Top of TASK MATERIAL

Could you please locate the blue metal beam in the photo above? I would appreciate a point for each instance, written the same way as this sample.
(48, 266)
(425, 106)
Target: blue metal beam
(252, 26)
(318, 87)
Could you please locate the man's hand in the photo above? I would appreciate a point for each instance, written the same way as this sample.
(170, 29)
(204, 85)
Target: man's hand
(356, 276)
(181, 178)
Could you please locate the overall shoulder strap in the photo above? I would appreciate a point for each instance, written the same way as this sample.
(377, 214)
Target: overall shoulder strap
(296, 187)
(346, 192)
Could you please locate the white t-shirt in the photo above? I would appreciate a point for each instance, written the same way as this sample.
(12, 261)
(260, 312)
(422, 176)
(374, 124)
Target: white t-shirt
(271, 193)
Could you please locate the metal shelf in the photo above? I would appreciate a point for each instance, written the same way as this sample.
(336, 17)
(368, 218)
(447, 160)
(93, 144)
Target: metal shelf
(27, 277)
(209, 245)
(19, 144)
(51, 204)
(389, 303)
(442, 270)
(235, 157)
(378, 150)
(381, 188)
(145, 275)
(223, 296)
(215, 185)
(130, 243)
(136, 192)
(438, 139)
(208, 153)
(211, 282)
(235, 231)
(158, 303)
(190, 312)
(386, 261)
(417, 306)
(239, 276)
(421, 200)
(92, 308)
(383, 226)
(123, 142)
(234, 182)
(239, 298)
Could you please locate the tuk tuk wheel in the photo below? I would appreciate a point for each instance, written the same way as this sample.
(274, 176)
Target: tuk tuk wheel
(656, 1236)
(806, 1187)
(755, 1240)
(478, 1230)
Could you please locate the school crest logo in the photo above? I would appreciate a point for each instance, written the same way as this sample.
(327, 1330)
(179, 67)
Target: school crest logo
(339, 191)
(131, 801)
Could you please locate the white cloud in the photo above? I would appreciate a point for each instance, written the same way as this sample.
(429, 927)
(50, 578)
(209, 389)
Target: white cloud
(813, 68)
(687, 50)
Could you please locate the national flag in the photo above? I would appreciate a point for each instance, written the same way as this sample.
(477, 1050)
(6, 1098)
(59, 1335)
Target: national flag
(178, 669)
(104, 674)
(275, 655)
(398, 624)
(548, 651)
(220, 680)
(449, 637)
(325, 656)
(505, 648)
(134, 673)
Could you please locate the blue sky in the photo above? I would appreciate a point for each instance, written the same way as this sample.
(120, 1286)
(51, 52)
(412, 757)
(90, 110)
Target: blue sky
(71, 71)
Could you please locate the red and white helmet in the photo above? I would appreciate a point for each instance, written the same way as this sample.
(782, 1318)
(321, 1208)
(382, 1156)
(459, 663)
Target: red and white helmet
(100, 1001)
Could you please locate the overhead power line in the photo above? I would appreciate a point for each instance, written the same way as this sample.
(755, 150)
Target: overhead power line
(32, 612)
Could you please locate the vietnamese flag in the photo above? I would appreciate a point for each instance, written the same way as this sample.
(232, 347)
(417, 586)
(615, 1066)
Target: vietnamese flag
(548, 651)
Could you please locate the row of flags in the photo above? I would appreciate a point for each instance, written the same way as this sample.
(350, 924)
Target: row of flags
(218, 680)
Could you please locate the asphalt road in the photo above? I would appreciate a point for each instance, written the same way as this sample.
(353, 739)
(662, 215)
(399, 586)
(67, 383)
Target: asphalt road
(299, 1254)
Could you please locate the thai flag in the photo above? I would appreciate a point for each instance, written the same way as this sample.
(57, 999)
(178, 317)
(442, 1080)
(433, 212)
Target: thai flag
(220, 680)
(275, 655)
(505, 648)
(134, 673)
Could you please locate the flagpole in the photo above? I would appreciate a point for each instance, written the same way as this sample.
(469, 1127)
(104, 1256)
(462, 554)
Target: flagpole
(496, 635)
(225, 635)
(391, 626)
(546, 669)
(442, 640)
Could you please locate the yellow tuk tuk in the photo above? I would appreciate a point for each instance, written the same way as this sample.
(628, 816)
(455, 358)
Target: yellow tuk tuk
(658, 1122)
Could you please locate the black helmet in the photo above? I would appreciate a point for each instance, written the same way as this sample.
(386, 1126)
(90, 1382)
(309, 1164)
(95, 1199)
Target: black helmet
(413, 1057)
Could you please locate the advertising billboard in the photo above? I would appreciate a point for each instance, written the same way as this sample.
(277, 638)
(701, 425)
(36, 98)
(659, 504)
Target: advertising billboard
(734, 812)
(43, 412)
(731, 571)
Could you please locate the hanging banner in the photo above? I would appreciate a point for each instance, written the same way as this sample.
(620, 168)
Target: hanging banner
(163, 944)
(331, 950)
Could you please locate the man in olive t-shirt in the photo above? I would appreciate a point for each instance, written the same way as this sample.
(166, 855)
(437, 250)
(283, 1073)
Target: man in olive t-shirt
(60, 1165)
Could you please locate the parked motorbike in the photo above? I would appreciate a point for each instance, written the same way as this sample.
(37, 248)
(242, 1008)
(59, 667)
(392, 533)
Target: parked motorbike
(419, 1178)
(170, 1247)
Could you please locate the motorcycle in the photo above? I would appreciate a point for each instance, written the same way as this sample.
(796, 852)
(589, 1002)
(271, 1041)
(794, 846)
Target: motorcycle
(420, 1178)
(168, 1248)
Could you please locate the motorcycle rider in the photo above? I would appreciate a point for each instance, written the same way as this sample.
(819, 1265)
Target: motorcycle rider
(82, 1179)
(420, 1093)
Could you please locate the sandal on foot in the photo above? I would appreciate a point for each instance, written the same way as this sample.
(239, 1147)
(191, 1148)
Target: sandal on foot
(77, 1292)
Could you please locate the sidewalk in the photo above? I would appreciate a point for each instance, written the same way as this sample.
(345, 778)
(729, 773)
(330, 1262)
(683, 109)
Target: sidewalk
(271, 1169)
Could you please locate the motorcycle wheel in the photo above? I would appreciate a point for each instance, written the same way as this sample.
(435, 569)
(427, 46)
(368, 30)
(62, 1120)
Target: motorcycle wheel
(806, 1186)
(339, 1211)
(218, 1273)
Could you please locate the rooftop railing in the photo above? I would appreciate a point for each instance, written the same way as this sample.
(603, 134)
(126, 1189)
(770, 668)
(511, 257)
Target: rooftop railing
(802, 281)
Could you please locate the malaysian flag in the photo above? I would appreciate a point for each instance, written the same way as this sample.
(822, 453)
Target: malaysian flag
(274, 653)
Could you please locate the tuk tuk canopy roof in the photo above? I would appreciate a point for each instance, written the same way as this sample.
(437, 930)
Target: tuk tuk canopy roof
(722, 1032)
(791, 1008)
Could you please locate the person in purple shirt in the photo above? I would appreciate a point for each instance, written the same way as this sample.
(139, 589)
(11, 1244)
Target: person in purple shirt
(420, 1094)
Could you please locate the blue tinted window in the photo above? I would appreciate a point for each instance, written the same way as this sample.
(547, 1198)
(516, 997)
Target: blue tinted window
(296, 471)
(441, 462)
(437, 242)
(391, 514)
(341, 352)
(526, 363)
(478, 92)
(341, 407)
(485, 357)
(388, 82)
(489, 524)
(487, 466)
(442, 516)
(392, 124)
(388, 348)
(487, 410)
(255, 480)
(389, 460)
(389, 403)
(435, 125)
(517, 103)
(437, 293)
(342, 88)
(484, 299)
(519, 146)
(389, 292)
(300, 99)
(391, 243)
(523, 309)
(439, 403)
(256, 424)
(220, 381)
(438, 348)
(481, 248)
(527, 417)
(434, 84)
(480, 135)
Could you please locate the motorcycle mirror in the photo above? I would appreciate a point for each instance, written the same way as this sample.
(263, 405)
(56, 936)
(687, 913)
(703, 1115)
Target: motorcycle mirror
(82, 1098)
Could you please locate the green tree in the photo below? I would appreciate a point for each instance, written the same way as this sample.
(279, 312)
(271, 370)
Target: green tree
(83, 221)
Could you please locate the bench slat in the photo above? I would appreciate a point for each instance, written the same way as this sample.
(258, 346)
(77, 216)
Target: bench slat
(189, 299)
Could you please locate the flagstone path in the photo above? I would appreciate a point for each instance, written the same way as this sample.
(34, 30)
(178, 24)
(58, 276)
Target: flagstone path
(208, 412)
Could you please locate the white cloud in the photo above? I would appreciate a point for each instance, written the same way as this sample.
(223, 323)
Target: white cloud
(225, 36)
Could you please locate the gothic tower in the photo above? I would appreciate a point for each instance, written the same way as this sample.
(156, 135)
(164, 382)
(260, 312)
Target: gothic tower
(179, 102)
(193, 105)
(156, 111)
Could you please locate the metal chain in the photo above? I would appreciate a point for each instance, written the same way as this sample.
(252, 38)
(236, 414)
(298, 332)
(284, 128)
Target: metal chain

Bottom of TASK MATERIAL

### TASK DESCRIPTION:
Select the lines in this material that hold the word "chain", leaving none out.

### EXPECTED ANSWER:
Could you please locate the metal chain in the photo above? I would appreciate a point for each instance, written the same way as this sample.
Target: metal chain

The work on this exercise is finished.